In the text on Tyler Goodson, rename "Green Bay Packers" to "Atlanta Falcons" and write out everything from "Tyler Goodson (born" down to "football at Iowa.".

#### Source document:
============

Tyler Goodson (born November 10, 2000) is an American football running back for the Green Bay Packers of the National Football League (NFL). He played college football at Iowa.

Early life and high school
Goodson grew up in Suwanee, Georgia and attended North Gwinnett High School. He rushed for 1,437 yards and 25 touchdowns in his junior season. As a senior, Goodson rushed 159 times for 1,180 yards and 25 touchdowns and was named Georgia Player of the Year. He was rated a three-star recruit and committed to play college football at Iowa over offers from Nebraska, Iowa State, Indiana and Michigan State.

College career
As a true freshman, Goodson led Iowa with 134 attempts for 638 yards and five touchdowns while also catching 24 passes for 166 yards. He was named first-team All-Big Ten Conference after gaining 762 yards and scoring seven touchdowns on 143 carries in his sophomore season. In his junior season, he rushed for 1,151 rushing yards and six rushing touchdowns to go along with 31 receptions for 247 receiving yards and one receiving touchdown.

============

Source records
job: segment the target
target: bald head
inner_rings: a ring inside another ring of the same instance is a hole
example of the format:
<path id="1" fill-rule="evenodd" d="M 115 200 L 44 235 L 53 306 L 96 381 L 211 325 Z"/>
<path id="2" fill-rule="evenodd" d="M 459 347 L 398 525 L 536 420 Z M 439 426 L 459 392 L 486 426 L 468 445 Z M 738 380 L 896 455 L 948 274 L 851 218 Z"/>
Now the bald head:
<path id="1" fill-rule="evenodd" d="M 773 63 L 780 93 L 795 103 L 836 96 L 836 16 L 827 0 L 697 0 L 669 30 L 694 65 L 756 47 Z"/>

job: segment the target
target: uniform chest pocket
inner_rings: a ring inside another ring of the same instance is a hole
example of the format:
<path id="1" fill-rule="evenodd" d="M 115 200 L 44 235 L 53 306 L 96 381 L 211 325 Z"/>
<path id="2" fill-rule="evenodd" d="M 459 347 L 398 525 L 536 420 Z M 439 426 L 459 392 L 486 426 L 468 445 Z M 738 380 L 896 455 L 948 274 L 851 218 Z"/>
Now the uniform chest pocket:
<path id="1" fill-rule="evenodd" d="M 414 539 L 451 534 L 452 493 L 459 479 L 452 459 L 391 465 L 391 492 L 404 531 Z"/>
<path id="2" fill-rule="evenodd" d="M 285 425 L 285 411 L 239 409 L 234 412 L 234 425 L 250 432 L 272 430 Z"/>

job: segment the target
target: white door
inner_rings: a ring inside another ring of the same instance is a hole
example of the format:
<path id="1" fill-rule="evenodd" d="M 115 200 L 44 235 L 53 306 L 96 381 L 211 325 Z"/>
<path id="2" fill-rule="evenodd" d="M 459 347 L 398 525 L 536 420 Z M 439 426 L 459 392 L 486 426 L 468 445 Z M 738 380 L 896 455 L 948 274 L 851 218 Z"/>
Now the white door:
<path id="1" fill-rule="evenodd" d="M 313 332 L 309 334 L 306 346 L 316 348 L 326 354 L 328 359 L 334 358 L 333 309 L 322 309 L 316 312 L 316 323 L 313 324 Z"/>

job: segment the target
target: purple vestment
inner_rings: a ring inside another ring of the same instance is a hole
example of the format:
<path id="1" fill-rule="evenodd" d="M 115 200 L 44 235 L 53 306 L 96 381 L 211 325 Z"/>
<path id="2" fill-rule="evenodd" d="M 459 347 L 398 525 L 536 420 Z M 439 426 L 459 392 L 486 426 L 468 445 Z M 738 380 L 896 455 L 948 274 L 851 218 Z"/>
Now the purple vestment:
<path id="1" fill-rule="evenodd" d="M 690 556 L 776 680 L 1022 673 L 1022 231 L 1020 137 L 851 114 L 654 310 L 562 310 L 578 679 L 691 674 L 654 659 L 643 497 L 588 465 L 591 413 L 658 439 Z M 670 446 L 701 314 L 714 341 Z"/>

============

#### Solution for this task:
Tyler Goodson (born November 10, 2000) is an American football running back for the Atlanta Falcons of the National Football League (NFL). He played college football at Iowa.